Copy out the stretch from the line containing "Prompts inside an" through the line containing "positive clicks: (61, 77)", both lines included, and nothing else.

-------- Dataset excerpts

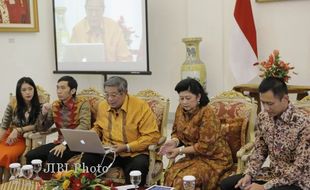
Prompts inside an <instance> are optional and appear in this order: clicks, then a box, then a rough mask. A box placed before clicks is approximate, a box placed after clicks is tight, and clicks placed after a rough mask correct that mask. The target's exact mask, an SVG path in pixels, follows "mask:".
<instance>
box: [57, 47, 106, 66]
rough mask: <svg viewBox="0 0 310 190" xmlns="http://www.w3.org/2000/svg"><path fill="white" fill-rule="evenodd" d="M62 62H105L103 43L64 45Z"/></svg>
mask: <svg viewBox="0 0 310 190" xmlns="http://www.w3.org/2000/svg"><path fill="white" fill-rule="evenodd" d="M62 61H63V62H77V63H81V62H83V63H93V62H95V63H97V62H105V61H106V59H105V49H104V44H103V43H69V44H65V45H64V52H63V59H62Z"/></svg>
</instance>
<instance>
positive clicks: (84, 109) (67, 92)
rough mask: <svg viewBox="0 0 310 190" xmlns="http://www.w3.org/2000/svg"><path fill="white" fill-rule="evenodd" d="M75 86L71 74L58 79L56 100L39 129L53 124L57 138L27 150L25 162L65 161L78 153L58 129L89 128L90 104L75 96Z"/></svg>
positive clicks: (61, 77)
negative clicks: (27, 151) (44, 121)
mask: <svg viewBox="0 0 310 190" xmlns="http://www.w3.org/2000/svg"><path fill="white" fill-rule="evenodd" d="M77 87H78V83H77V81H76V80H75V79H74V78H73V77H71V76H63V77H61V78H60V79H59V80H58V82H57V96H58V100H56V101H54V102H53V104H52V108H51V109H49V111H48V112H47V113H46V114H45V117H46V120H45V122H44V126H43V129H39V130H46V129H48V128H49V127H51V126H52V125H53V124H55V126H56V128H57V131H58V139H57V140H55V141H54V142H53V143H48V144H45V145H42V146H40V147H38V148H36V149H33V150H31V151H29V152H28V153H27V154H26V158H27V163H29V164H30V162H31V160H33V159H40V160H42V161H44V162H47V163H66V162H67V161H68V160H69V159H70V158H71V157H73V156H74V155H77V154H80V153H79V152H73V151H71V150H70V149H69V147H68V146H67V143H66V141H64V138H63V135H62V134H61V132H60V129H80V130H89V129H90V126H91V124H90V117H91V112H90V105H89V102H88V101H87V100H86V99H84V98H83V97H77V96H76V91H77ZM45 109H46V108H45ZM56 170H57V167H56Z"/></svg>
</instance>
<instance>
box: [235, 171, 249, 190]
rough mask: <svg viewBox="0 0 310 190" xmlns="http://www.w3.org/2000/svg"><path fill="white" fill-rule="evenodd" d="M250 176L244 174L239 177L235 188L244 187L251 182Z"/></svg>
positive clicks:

----------------
-------- Dataset excerpts

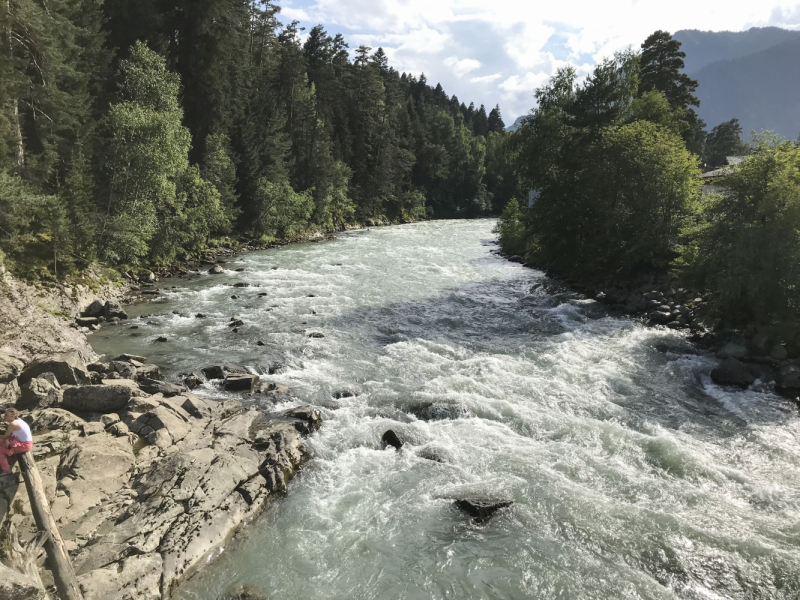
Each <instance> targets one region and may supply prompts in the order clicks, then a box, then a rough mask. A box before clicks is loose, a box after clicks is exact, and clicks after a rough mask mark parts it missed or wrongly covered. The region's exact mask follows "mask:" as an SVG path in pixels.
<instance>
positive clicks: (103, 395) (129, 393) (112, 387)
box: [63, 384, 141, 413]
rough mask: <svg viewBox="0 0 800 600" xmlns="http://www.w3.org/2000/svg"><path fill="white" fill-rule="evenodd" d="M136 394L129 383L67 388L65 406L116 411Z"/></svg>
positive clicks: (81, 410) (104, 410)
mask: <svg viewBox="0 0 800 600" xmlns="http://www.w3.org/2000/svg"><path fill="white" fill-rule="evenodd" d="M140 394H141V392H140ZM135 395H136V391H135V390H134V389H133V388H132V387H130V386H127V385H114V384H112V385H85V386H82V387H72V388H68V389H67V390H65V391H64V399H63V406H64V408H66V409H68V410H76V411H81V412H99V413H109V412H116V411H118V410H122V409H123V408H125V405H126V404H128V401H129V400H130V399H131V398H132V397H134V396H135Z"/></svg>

----------------

Answer »
Prompts inside an <instance> are optional and appear in this order: clicks, then a box, then a rough mask. A box placed before clicks is approximate, a box placed after clicks is tight, and clicks placed after a rough mask correct that mask. The target's exact mask, an SVG path in pixels, follows "mask:".
<instance>
box: [57, 47, 106, 66]
rough mask: <svg viewBox="0 0 310 190" xmlns="http://www.w3.org/2000/svg"><path fill="white" fill-rule="evenodd" d="M62 62H105L103 43L64 45Z"/></svg>
mask: <svg viewBox="0 0 310 190" xmlns="http://www.w3.org/2000/svg"><path fill="white" fill-rule="evenodd" d="M62 61H63V62H77V63H81V62H83V63H93V62H95V63H97V62H105V61H106V59H105V49H104V44H103V43H69V44H65V45H64V52H63V59H62Z"/></svg>
</instance>
<instance>
positive clicks: (84, 109) (67, 92)
rough mask: <svg viewBox="0 0 310 190" xmlns="http://www.w3.org/2000/svg"><path fill="white" fill-rule="evenodd" d="M75 86L71 74L58 79L56 100L39 129L53 124L57 138L27 150L25 162L65 161L78 153L58 129L89 128L90 104L75 96Z"/></svg>
positive clicks: (61, 77)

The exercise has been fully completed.